*Work to complete*.
Copy, from the listing, every line in which the string "field" is present.

*Supplied material*.
Content starts

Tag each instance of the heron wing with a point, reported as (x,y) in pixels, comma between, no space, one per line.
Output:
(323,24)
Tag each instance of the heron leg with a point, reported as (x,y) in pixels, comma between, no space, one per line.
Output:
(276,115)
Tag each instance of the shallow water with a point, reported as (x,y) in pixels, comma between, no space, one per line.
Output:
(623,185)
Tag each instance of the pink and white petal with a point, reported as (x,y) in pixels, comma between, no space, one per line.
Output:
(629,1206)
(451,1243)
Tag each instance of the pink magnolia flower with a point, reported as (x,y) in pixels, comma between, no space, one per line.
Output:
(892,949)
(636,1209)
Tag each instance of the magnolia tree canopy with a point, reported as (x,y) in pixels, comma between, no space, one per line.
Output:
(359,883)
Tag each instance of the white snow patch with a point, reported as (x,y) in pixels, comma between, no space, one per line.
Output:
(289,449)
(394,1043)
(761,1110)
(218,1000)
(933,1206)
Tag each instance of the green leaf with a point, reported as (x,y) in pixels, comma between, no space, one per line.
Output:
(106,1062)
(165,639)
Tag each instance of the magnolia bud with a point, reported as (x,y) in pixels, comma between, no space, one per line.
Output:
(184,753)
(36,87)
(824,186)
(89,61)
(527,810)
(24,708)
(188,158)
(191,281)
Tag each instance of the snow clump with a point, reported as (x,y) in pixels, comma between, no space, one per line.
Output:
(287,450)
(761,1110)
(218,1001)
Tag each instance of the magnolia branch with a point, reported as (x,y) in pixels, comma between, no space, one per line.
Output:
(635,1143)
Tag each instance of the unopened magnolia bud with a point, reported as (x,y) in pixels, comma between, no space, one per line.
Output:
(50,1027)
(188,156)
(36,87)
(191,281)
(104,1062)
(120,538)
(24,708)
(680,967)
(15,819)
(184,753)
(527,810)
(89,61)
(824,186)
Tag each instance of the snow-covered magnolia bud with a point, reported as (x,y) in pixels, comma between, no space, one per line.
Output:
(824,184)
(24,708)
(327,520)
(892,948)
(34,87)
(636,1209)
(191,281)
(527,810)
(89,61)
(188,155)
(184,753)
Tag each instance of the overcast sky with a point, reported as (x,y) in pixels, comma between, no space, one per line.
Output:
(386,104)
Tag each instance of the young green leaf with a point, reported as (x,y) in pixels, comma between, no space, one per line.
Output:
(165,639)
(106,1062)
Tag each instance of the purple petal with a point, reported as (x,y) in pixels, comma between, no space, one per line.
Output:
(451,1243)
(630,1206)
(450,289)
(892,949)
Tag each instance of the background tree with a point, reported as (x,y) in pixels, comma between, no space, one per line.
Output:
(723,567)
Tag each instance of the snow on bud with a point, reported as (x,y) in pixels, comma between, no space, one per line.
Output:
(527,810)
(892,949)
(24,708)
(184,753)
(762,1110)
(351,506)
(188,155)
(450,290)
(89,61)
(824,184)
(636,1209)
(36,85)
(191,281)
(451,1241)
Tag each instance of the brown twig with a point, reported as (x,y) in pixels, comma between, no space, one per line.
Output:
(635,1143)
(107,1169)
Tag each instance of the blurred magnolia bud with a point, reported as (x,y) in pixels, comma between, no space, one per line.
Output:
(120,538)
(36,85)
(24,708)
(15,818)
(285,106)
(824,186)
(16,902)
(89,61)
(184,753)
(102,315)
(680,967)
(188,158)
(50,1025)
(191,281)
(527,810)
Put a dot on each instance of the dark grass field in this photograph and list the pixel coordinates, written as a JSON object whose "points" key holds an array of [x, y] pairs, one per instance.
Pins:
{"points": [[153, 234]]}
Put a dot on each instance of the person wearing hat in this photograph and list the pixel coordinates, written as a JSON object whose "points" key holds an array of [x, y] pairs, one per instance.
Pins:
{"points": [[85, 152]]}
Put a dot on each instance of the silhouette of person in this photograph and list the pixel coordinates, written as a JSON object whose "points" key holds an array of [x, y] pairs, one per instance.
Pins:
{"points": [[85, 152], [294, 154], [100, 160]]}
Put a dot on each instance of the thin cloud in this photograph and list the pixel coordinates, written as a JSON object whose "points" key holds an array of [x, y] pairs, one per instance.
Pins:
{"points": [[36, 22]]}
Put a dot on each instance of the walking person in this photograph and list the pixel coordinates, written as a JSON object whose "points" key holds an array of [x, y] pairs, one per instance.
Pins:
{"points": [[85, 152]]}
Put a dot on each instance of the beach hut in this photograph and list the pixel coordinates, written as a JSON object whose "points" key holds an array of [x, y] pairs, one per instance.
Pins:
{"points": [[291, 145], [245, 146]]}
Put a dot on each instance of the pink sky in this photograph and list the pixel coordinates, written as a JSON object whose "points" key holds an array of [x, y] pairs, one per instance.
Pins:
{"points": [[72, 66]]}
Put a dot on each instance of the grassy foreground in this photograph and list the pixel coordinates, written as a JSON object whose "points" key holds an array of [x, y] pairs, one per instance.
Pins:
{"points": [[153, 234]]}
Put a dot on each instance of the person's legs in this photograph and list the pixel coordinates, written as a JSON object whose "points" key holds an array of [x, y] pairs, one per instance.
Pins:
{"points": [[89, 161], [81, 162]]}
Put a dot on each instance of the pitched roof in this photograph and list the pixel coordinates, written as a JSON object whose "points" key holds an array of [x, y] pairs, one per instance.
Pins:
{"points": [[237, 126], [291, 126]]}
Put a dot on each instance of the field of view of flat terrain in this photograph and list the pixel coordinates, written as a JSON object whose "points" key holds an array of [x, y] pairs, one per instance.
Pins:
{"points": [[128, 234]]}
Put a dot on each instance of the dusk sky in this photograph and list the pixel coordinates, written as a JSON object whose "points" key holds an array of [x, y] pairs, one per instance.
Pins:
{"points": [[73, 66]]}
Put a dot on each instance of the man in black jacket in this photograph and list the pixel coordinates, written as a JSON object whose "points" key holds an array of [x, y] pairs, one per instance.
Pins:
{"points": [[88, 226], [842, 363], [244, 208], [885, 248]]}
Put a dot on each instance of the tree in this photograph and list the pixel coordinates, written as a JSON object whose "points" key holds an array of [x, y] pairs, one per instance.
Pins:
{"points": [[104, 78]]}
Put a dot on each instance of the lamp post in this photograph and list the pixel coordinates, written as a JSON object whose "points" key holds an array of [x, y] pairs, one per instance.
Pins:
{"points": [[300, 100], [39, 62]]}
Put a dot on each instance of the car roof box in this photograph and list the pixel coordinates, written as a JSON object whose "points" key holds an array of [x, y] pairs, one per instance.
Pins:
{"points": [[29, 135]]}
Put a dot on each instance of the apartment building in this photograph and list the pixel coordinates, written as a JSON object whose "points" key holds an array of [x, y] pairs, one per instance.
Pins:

Content ends

*Response to the exercise*.
Put a dot on each instance of the dark grass field in this photograph and list the pixel coordinates, written as a JSON object whose "points" key holds an array of [x, y] pairs, one per instance.
Put a dot on each instance of the field of view of flat terrain in this photograph and list the pixel coordinates, written as a JSON object whose "points" key holds an array of [x, y] pairs, one per instance.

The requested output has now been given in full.